→ **Records supplied**

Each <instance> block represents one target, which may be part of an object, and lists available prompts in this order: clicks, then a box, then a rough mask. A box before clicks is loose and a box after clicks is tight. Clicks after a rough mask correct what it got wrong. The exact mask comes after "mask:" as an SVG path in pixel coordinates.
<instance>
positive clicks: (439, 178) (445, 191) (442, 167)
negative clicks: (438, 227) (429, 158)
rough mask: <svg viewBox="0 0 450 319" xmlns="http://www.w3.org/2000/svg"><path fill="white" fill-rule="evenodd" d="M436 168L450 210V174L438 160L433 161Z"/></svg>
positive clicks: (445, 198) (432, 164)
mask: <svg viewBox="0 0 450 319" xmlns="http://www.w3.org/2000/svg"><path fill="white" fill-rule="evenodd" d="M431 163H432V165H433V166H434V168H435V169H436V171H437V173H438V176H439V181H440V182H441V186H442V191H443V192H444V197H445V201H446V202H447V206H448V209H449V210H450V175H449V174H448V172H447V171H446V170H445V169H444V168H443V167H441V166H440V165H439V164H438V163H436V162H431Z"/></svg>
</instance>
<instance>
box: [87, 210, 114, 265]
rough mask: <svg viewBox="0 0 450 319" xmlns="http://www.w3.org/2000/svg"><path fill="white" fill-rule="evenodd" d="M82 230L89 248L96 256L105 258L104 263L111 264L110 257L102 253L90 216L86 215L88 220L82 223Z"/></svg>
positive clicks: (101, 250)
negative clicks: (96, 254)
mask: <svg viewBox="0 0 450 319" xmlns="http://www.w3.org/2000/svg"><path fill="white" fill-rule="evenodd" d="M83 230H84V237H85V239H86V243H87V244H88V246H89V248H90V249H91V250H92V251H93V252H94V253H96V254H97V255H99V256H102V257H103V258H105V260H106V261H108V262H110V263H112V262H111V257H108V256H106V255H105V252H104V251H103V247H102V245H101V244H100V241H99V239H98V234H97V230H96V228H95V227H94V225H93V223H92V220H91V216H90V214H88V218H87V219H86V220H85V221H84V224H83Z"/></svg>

→ **Aim of the exercise**
Restate the records, all of them, precisely as written.

→ **Reply to the task**
Each <instance> block represents one target, which may be part of an object, and lists available prompts in this order: clicks, then a box, then a rough mask. A box before clicks is loose and a box after clicks is tight. Clicks after a rough mask correct what it got wrong. The exact mask comes after "mask:" as an SVG path in pixel coordinates.
<instance>
positive clicks: (439, 178) (445, 191) (442, 167)
negative clicks: (438, 227) (429, 158)
rough mask: <svg viewBox="0 0 450 319" xmlns="http://www.w3.org/2000/svg"><path fill="white" fill-rule="evenodd" d="M436 168L450 210V174L438 160L433 161Z"/></svg>
positive clicks: (445, 198) (432, 164)
mask: <svg viewBox="0 0 450 319" xmlns="http://www.w3.org/2000/svg"><path fill="white" fill-rule="evenodd" d="M431 163H432V165H433V166H434V168H435V169H436V171H437V173H438V176H439V181H440V182H441V186H442V191H443V192H444V197H445V201H446V202H447V206H448V209H449V210H450V175H449V174H448V172H447V171H446V170H445V169H444V168H443V167H441V166H440V165H439V164H438V163H436V162H431Z"/></svg>
</instance>
<instance>
box: [87, 210, 114, 265]
rough mask: <svg viewBox="0 0 450 319" xmlns="http://www.w3.org/2000/svg"><path fill="white" fill-rule="evenodd" d="M82 230L89 248L96 256L105 258L104 263L111 264L110 257L102 253L90 216L86 215L88 220L82 223Z"/></svg>
positive clicks: (101, 250)
negative clicks: (96, 254)
mask: <svg viewBox="0 0 450 319" xmlns="http://www.w3.org/2000/svg"><path fill="white" fill-rule="evenodd" d="M83 230H84V237H85V239H86V243H87V244H88V246H89V248H90V249H91V250H92V251H93V252H94V253H96V254H97V255H99V256H102V257H103V258H105V260H106V261H108V262H110V263H112V262H111V257H108V256H106V255H105V252H104V251H103V247H102V245H101V244H100V241H99V239H98V234H97V230H96V228H95V227H94V225H93V223H92V220H91V216H90V214H88V218H87V219H86V220H85V221H84V224H83Z"/></svg>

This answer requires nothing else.